◆ PASSAGE SHOWN ◆
Strumenti Utente

Strumenti Sito


magistraleinformatica:alg2:algo2_16:start

Year 2016-2017

Prof. Roberto Grossi
Tutor: Dr. Filippo Geraci

Announcements

  • Exams – written part: results here.
  • The final list of problems discussed in class is available.
  • First meeting for oral exam calendar: Jan. 16, 2016 at 9:00 in office (room 342 DN).
  • Second meeting for oral exam calendar: Feb. 13, 2016 at 9:00 in office (room 342 DN).
  • Office hours: Thu. 14-18 (in my room at the Dipartimento di Informatica) or by appointment.

Overview

We will study, design and analyze advanced algorithms and data structures for the efficient solution of combinatorial problems involving all basic data types, such as integers, strings, (geometric) points, trees and graphs. This course deepens and extends the algorithmic notions of students.

The syllabus is structured to highlight the applicative scenarios in which the studied algorithms and data structures can be successfully applied. The level of detail with which each argument will be dealt with can change year-by-year, and will be decided according to requests coming from other courses and/or specific issues arising in, possibly novel, applicative scenarios.

Object point labels:
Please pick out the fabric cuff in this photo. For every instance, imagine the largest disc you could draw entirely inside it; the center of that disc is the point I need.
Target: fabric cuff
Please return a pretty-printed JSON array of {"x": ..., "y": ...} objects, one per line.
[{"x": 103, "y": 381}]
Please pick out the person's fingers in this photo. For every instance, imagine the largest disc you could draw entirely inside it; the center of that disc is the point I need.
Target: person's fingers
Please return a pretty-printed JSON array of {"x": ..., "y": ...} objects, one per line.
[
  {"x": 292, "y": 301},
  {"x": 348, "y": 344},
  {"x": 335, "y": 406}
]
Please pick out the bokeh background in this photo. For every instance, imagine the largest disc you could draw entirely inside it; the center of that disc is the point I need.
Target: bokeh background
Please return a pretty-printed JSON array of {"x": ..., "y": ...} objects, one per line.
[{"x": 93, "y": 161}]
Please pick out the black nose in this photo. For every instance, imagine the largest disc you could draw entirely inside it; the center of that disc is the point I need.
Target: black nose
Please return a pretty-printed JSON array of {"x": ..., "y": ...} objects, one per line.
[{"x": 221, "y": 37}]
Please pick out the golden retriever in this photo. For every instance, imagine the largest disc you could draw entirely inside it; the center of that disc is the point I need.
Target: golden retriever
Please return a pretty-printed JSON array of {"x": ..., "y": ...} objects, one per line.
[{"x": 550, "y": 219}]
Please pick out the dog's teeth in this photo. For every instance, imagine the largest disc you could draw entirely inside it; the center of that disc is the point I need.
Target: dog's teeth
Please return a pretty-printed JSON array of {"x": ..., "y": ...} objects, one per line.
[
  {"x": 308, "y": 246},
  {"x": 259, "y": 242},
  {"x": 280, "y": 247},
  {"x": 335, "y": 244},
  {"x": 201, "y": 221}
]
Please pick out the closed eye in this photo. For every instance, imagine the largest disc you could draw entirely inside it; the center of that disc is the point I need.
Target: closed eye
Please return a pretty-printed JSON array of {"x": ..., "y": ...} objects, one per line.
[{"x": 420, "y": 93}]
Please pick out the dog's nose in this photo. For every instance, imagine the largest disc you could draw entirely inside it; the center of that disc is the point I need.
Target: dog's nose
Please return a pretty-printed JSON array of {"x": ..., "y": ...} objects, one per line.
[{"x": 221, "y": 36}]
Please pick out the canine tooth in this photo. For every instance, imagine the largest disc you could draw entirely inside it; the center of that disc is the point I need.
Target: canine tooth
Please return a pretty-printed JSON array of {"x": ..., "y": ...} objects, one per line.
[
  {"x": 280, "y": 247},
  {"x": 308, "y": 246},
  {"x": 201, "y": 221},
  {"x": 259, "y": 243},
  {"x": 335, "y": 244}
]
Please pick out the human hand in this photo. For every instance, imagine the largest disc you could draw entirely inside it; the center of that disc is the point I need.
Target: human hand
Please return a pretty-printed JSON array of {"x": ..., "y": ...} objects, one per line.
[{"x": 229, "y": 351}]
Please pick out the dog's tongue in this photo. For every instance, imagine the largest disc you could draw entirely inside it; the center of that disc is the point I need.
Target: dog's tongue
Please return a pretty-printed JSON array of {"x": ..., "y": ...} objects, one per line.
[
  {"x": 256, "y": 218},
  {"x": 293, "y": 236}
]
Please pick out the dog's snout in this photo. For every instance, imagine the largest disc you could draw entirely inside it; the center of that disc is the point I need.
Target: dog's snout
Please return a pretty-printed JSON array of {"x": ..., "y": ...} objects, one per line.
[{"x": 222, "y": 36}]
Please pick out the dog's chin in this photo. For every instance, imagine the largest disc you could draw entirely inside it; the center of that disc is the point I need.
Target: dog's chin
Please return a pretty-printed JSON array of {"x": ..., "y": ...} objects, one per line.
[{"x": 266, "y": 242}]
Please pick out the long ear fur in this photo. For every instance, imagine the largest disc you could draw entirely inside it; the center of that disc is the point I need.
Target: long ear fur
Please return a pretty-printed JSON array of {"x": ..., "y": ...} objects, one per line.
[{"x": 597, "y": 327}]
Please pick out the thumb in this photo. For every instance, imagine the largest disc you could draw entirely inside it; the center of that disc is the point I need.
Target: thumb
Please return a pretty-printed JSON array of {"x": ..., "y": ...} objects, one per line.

◆ PARTS OF THE EXERCISE ◆
a) According to the course page, who is the tutor for the course?
b) From the course page, echo the passage starting with "magistraleinformatica:alg2:algo2_16:start" and going on through "16, 2016 at 9:00 in office (room 342 DN).".

◆ RESULTS BY TASK ◆
a) Dr. Filippo Geraci

b)
magistraleinformatica:alg2:algo2_16:start

Year 2016-2017

Prof. Roberto Grossi
Tutor: Dr. Filippo Geraci

Announcements

  • Exams – written part: results here.
  • The final list of problems discussed in class is available.
  • First meeting for oral exam calendar: Jan. 16, 2016 at 9:00 in office (room 342 DN).